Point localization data
◆ ◆ ◆ ◆ ◆ ◆ ◆

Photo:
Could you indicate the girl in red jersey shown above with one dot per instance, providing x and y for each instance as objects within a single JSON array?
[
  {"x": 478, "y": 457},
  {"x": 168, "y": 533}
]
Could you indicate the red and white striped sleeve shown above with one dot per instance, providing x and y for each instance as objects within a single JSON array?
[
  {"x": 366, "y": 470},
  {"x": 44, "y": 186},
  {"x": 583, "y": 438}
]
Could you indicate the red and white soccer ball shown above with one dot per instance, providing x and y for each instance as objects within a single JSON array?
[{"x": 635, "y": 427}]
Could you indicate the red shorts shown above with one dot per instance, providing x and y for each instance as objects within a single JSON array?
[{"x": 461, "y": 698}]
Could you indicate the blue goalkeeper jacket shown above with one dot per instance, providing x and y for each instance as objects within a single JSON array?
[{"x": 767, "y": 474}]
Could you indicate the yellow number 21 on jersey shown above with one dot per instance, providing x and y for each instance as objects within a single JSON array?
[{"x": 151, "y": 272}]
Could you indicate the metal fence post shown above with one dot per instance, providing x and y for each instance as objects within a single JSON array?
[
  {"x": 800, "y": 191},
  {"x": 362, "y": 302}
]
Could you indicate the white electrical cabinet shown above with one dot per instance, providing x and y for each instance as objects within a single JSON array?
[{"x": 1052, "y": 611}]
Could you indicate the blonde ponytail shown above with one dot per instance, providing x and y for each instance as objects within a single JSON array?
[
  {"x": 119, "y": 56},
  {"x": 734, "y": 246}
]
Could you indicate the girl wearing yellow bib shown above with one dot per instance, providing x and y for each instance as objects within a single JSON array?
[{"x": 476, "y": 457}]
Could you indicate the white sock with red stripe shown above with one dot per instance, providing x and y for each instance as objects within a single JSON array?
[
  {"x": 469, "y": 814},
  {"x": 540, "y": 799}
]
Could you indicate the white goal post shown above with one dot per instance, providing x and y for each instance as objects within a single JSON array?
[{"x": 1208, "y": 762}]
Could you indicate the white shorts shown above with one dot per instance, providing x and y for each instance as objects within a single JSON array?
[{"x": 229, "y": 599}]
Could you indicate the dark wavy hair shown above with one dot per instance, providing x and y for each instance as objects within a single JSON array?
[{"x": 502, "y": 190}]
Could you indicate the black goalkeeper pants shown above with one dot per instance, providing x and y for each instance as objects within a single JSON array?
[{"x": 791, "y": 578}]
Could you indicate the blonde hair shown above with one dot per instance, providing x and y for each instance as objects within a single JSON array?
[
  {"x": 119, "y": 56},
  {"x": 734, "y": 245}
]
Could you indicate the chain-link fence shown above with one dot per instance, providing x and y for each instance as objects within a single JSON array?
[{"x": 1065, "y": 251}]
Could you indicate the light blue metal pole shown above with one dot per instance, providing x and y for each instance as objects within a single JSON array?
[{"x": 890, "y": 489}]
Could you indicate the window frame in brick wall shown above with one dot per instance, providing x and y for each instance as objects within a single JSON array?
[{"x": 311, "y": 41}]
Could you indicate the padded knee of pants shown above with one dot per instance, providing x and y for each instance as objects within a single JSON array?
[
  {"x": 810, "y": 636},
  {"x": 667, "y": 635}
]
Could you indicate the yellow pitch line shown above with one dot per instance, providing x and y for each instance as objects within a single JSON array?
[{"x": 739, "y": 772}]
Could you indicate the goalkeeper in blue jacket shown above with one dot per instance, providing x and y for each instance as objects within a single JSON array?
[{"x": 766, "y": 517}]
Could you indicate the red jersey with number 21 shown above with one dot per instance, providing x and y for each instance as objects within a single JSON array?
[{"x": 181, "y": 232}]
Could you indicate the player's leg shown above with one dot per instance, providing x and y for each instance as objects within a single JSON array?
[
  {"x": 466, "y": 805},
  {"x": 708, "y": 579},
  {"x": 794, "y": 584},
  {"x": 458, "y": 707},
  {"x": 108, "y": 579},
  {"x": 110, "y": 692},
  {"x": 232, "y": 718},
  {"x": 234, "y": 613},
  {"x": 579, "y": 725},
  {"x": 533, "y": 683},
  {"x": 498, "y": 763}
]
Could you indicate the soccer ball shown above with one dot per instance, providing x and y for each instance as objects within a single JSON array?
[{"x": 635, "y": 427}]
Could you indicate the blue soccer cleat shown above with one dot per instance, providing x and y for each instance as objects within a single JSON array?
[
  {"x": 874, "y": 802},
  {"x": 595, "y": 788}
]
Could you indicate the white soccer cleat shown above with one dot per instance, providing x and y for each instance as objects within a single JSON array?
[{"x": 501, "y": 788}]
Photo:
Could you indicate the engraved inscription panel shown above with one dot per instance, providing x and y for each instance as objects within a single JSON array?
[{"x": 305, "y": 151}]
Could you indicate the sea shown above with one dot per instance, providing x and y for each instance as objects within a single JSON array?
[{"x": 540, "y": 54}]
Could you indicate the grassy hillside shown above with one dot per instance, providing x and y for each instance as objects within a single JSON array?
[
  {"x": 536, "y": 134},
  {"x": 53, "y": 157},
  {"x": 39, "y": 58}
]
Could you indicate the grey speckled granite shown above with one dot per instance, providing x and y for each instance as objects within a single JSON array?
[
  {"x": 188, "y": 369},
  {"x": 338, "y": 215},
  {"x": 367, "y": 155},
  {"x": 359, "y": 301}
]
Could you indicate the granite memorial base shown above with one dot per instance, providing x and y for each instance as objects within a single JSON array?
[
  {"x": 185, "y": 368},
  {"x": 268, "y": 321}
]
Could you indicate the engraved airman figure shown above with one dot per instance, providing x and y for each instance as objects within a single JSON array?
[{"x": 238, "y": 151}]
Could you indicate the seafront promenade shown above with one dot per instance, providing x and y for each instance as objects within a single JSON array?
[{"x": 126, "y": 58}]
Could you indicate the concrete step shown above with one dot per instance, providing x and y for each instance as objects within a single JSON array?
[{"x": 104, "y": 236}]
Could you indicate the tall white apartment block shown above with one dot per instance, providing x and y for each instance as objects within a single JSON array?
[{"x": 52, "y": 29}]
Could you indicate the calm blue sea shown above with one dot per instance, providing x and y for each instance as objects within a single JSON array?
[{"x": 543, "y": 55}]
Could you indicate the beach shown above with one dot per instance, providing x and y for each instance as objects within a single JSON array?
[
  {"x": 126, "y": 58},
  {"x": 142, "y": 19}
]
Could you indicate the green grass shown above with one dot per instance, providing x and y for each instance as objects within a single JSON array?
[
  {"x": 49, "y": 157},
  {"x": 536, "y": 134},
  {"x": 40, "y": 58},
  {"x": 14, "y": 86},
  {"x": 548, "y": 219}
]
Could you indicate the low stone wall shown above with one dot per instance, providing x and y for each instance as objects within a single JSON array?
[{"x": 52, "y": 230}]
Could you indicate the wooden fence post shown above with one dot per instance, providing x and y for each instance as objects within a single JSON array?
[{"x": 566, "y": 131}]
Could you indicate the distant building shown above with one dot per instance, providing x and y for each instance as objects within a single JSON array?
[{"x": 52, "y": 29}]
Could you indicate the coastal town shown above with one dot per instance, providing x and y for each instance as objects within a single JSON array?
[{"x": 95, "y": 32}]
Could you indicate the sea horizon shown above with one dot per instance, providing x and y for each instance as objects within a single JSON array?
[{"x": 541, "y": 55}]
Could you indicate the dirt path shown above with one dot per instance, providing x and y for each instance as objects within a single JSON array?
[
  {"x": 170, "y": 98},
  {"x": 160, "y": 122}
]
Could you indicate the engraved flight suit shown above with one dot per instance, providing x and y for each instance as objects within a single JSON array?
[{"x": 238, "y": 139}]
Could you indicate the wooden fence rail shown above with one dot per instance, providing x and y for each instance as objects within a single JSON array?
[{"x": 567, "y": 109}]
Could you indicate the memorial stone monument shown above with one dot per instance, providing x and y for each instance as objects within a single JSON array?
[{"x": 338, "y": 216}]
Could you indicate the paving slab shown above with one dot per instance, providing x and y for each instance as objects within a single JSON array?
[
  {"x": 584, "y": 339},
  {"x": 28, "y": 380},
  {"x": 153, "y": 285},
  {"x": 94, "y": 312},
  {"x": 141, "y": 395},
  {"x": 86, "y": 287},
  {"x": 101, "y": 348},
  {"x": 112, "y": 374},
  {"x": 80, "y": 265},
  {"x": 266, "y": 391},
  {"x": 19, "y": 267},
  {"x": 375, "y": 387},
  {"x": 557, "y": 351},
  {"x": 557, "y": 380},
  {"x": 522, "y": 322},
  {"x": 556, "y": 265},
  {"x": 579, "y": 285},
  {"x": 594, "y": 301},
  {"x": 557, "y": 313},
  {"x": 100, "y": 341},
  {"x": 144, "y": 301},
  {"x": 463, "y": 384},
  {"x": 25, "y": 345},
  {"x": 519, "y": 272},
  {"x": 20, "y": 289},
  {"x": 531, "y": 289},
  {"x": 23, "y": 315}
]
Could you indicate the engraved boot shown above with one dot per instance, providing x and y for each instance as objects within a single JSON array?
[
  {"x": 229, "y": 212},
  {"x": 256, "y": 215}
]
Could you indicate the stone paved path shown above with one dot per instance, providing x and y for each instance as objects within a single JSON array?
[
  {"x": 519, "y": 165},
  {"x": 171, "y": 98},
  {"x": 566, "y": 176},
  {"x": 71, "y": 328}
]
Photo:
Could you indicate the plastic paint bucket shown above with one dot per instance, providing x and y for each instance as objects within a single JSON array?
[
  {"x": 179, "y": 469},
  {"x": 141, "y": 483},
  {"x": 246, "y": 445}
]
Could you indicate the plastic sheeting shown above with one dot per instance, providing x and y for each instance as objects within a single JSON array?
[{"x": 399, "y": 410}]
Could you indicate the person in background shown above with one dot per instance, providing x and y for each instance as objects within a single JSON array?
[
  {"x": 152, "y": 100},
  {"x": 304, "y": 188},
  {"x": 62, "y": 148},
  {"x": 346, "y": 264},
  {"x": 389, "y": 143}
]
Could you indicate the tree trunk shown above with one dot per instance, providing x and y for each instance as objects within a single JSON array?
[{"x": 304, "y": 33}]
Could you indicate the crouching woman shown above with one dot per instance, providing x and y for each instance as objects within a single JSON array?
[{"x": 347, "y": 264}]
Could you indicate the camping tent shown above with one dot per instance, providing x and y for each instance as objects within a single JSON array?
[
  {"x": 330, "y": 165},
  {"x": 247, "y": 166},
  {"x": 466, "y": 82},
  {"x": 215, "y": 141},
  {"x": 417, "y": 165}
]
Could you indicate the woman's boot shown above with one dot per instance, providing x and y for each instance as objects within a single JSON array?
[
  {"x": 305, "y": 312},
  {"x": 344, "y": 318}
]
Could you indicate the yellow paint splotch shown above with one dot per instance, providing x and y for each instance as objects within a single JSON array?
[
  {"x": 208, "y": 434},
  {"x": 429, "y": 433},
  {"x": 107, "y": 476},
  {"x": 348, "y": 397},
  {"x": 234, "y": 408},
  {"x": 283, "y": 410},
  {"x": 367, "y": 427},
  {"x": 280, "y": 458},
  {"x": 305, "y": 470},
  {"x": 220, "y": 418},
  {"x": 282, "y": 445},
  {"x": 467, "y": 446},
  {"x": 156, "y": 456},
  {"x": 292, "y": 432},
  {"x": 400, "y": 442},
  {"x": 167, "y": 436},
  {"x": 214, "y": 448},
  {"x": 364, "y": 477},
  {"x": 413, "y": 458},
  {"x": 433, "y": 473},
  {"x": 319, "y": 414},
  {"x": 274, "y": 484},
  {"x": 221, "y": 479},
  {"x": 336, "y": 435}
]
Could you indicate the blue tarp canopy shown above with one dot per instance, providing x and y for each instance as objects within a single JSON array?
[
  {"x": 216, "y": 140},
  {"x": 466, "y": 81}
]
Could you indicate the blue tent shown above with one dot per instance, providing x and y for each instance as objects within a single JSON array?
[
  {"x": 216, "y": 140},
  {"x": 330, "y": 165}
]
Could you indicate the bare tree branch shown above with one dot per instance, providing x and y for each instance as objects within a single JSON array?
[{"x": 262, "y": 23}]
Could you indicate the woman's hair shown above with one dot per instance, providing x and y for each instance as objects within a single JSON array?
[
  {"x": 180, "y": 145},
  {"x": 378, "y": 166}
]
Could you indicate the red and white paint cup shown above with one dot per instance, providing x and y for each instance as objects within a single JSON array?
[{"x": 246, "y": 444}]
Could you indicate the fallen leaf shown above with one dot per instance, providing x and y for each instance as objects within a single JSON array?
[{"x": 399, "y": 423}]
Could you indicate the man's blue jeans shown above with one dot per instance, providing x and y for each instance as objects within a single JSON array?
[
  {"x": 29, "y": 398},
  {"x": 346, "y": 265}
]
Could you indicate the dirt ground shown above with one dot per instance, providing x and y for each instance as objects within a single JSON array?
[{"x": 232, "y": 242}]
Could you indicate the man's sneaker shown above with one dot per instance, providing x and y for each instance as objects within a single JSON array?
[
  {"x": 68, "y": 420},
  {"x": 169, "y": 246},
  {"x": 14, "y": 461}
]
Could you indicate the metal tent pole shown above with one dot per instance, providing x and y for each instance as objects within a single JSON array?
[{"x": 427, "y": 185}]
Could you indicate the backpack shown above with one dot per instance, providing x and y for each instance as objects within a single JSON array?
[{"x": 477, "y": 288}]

◆ ◆ ◆ ◆ ◆ ◆ ◆

### What this task involves
The expected answer is an exact copy of the lines beginning at the one with "Could you indicate the man's sneaker" and running to the end of the entries above.

### Exercise output
Could you indicate the man's sneaker shown above with one dot per instance, providing x and y for each instance as objects within a single JSON array?
[
  {"x": 68, "y": 420},
  {"x": 169, "y": 246},
  {"x": 14, "y": 461}
]
Could you indicate the metal tent pole shown above with one dot per instance, providing x and y for each instance as objects within a single JSON array?
[{"x": 427, "y": 185}]
Could you indicate the backpack shown above with one dot per instance, providing x and y for each instance as objects within a single JSON array?
[{"x": 477, "y": 288}]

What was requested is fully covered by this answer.